# EXCERPT TO READ
It's like they WANT to remain in the 8th Century. Why is it exactly that we're afraid of them?

Because while they're eager to keep an 8th century moral code (and dress code for women), they seem decidedly more modern in their choice of military forces and interest (but not yet attainment of) nuclear weapons.

Because, you know, when you're the Grand Ayatollah, some "Bikinis" are OK but definitely not others.

Comment Re:Revolving door (Score 1) 117

Academia is part of the real world, easily as much as industry is.

HA HA HA hee hee hee ha. Wait, you were serious?

Academia, technically, is part of the "real world." It's just the part with 180 degree different rules and priorities than the "industry" part that employs most Americans is. I have plenty of friends in academia and I love them to death but when we compare "what's happening at work" I will talk about the life or death of some multi-million dollar project that's keeping me up at night, and they will reveal their big pain point at work is that some guy caused an uproar at a conference because he give a citation in a paper to an ally and finessed his work around giving a citation to someone who he got in a snit with several years ago about different interpretations of a theory.

# SUPPLIED MATERIAL
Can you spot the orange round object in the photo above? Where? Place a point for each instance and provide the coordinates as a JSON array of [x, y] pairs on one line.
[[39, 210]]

# TASK INSTRUCTIONS
Return the forum comments word for word from "Academia, technically, is" to "of a theory.". The data has nothing to do with the forum comments.

# IN RESPONSE
Academia, technically, is part of the "real world." It's just the part with 180 degree different rules and priorities than the "industry" part that employs most Americans is. I have plenty of friends in academia and I love them to death but when we compare "what's happening at work" I will talk about the life or death of some multi-million dollar project that's keeping me up at night, and they will reveal their big pain point at work is that some guy caused an uproar at a conference because he give a citation in a paper to an ally and finessed his work around giving a citation to someone who he got in a snit with several years ago about different interpretations of a theory.